*Task objective*
Please give back only the lines below from the one containing "In this photo, where can the treeline" to the one containing "Target: green field", each repeated word for word, both ends included.

(Point localization data)
>>>>

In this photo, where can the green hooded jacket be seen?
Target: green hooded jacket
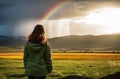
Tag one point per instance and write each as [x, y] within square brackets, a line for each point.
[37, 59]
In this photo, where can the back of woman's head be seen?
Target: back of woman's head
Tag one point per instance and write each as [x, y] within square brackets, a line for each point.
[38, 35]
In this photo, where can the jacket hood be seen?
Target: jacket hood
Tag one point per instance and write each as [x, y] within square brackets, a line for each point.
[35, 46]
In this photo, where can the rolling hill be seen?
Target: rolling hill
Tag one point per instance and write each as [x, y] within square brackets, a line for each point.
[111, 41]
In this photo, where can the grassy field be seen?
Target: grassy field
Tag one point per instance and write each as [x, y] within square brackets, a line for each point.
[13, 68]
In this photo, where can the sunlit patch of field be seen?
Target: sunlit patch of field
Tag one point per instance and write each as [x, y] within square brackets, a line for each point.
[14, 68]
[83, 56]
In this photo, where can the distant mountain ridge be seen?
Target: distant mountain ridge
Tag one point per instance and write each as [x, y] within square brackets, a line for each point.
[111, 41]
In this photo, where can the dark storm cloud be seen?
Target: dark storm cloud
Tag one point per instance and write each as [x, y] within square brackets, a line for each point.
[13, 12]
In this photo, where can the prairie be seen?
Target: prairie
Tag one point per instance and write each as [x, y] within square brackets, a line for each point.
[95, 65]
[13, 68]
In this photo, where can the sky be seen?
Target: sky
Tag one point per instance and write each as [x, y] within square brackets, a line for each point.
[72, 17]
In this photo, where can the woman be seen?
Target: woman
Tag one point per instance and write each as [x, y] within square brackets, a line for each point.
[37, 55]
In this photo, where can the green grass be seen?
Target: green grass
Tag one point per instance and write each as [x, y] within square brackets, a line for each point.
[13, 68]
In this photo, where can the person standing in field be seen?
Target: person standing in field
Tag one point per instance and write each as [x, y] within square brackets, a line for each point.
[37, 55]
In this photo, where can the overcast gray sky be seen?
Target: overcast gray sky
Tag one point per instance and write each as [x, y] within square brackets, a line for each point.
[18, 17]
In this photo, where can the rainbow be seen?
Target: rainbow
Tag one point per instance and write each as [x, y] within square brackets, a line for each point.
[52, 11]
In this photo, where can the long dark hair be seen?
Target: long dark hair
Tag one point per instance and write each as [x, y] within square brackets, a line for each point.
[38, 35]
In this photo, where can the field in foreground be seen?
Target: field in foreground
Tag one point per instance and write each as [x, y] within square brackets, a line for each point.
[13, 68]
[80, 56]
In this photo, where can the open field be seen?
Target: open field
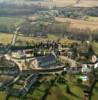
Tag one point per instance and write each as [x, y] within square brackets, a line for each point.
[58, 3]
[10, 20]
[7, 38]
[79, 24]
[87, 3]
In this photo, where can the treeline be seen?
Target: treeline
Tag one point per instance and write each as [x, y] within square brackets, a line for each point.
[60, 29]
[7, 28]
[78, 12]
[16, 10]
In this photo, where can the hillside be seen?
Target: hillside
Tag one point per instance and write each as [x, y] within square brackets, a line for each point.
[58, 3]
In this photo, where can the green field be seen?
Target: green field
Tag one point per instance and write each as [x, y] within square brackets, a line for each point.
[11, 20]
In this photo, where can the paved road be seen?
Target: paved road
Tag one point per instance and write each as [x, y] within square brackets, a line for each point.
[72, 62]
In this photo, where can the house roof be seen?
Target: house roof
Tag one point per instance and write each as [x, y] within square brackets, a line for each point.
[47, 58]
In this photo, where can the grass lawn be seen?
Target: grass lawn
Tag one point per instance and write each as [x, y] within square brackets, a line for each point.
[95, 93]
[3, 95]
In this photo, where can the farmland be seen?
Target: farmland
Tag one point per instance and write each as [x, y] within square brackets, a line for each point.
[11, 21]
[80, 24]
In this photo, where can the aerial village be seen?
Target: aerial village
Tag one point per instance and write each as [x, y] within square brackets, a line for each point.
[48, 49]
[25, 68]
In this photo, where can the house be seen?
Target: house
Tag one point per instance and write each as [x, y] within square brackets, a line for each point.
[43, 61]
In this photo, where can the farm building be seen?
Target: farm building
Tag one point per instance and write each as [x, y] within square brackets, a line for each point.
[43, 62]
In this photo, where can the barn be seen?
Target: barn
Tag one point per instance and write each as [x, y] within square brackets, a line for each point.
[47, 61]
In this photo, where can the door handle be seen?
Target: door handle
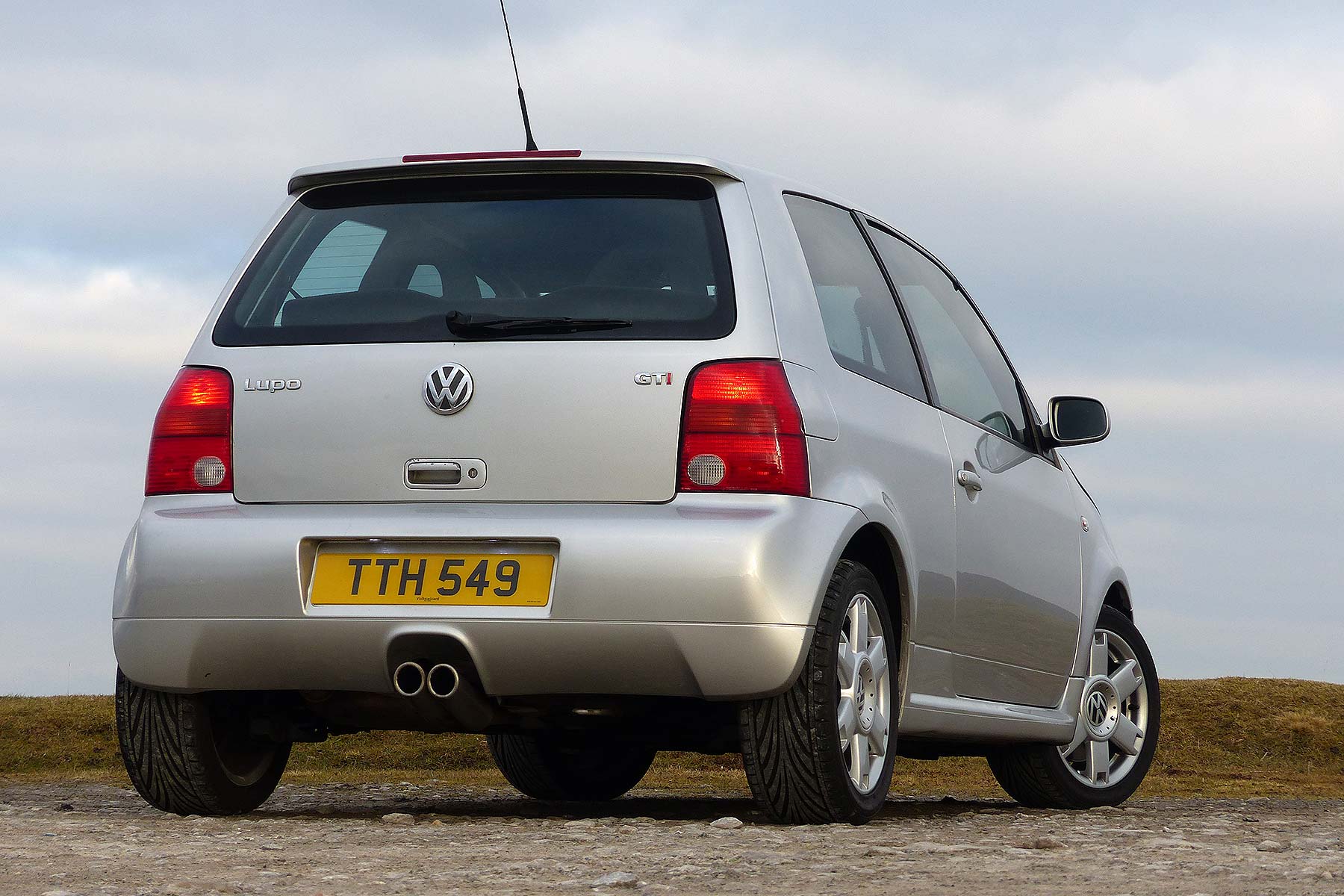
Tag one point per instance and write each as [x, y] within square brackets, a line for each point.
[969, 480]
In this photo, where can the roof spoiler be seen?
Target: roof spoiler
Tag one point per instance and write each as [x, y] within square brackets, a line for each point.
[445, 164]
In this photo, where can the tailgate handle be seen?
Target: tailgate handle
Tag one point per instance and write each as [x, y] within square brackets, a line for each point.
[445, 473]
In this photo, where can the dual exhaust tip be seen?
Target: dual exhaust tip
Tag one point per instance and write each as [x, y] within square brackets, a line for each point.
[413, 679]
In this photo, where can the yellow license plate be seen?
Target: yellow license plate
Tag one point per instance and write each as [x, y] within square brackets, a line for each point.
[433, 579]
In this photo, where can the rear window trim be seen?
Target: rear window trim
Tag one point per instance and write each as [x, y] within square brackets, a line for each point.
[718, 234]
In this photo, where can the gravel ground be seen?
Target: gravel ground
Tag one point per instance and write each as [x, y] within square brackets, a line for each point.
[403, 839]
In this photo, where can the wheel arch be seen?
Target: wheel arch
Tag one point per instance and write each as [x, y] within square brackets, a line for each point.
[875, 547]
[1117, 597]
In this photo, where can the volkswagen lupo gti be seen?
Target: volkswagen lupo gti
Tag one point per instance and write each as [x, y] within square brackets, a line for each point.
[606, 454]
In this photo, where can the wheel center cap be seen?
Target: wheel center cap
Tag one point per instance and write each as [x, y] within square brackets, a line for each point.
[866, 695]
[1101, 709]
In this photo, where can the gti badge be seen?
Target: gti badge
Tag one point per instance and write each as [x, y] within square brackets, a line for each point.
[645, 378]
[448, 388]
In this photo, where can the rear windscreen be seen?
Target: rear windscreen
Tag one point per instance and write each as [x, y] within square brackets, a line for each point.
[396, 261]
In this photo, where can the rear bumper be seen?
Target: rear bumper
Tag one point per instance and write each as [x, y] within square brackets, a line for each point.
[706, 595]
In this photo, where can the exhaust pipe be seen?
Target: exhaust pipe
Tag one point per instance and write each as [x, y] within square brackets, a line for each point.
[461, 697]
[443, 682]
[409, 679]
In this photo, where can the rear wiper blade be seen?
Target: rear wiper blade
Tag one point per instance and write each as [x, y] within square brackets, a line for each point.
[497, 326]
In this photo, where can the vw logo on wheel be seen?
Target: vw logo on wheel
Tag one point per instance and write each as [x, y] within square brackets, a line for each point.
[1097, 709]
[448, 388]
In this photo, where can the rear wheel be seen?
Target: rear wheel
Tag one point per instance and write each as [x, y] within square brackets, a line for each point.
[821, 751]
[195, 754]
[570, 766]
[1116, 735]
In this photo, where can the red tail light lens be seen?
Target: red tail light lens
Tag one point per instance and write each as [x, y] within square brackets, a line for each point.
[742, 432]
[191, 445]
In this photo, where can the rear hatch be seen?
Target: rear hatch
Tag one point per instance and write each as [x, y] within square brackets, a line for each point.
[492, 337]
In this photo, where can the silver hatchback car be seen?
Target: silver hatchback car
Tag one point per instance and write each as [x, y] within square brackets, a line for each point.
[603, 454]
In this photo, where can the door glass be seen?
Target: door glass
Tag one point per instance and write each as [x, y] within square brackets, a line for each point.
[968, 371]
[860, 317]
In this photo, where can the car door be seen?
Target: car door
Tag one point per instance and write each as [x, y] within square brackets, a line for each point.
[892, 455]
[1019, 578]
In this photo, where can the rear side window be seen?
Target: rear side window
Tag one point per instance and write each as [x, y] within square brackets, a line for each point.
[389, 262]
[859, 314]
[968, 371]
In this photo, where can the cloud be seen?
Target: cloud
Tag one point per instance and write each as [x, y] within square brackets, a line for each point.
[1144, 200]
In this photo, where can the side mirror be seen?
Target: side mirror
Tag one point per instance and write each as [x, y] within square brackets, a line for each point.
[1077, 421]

<<<<

*Solution*
In this photo, where can the treeline be seen?
Target: treeline
Tag one point per instance and write each as [x, y] within square brackets, a line for each point.
[60, 29]
[7, 28]
[78, 12]
[16, 10]
In this photo, where can the hillside be seen?
Target: hillside
Tag one point per instance and write each as [x, y] within square brackets, a line for each point.
[58, 3]
In this photo, where can the green field be seen?
Target: green field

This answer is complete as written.